> [REQUIREMENT A]: In the EXP debugging text, which BarrierWrapper implementation is used by default?
> [REQUIREMENT B]: Quote the EXP debugging text starting at "For numerical errors" and ending at "(DEBUG in CMake).".
> [REQUIREMENT C]: Summarize the EXP debugging text in two sentences.

> [DOCUMENT EXTRACT]:
::::::::

Floating-point error handling

For numerical errors that generate floating point exceptions (FPEs), EXP offers a three levels of debugging support using the gdb debugger.

The global parameter fpe_trap: true enables the installation of a user FPE error handler. To use this, start EXP in gdb or in many instances of gdb for MPI debugging. Then set a breakpoint in fpetrap.h:21 to catch and debug FP errors.
The global parameter fpe_trace: true installs an error handler that prints a backtrace to stderr on detecting an FP error. In order to use this productively, you will need to compile with symbols; that is, with the gcc/g++ compile flag -g (DEBUG in CMake).
The global parameter fpe_wait: true installs an error handler that will print an error message to the standard output and wait. When an FPE is signalled, process will spin, waiting for a gdb connection. Messages describing the affected node and pid will be written to the standard output.
To allow a person to set break points when the run starts, EXP offers the global parameter debug_wait: true. all processes will wait in a loop until gdb is attached and the loop is freed but setting the variable debug_wait to false. If the global parameter main_wait: true, only the root process will wait.
Finally, the global parameter mpi_wait: true enables the installation of an MPI error handler that will spin in a loop when called, waiting for a gdb connection. Messages describing the affected node and pid will be written to the standard output.

Checking for MPI consistency

EXP includes a built-in synchronization checker, BarrierWrapper, that uses MPI_Barrier to mark a code location with a string token and verifies that each process in the MPI multi-computer arrives at the barrier with the same token.

There are two distinct implementations, a light-weight and heavy-weight checker. The light-weight implementation is simple: when nodes arrive at an MPI barrier, the tokens are sent to the root node. When all processes have arrived at the barrier, the root node checks that all tokens agree, and complains to stdout if they do not. The heavy-weight implementation polls in loop and reports the status of processes that have reached and not reached the barrier. This provides more information than the light-weight version but can be confusing.

The light-weight version is used by default. The heavy-weight version can be specified by including barrier_light: false in the global YAML stanza (see the YAML config example). Other global parameters affecting the BarrierWrapper behavior include:

barrier_check: set to true to enable the BarrierWrapper. The default is false.

::::::::

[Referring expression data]
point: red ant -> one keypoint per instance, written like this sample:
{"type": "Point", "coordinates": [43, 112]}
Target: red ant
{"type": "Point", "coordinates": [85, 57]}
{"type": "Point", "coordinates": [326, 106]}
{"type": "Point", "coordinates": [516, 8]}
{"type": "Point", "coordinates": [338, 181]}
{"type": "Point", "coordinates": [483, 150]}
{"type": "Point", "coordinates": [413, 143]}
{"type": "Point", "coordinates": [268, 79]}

::::::::

> [OUTPUT A]: The light-weight version.

> [OUTPUT B]:
For numerical errors that generate floating point exceptions (FPEs), EXP offers a three levels of debugging support using the gdb debugger.

The global parameter fpe_trap: true enables the installation of a user FPE error handler. To use this, start EXP in gdb or in many instances of gdb for MPI debugging. Then set a breakpoint in fpetrap.h:21 to catch and debug FP errors.
The global parameter fpe_trace: true installs an error handler that prints a backtrace to stderr on detecting an FP error. In order to use this productively, you will need to compile with symbols; that is, with the gcc/g++ compile flag -g (DEBUG in CMake).

> [OUTPUT C]: EXP offers global parameters such as fpe_trap, fpe_trace, fpe_wait, debug_wait and mpi_wait that install error handlers or make processes wait, so runs can be debugged with gdb. It also includes BarrierWrapper, a synchronization checker that uses MPI_Barrier and string tokens to verify that every process reaches a barrier with the same token, with a default light-weight version and an optional heavy-weight version.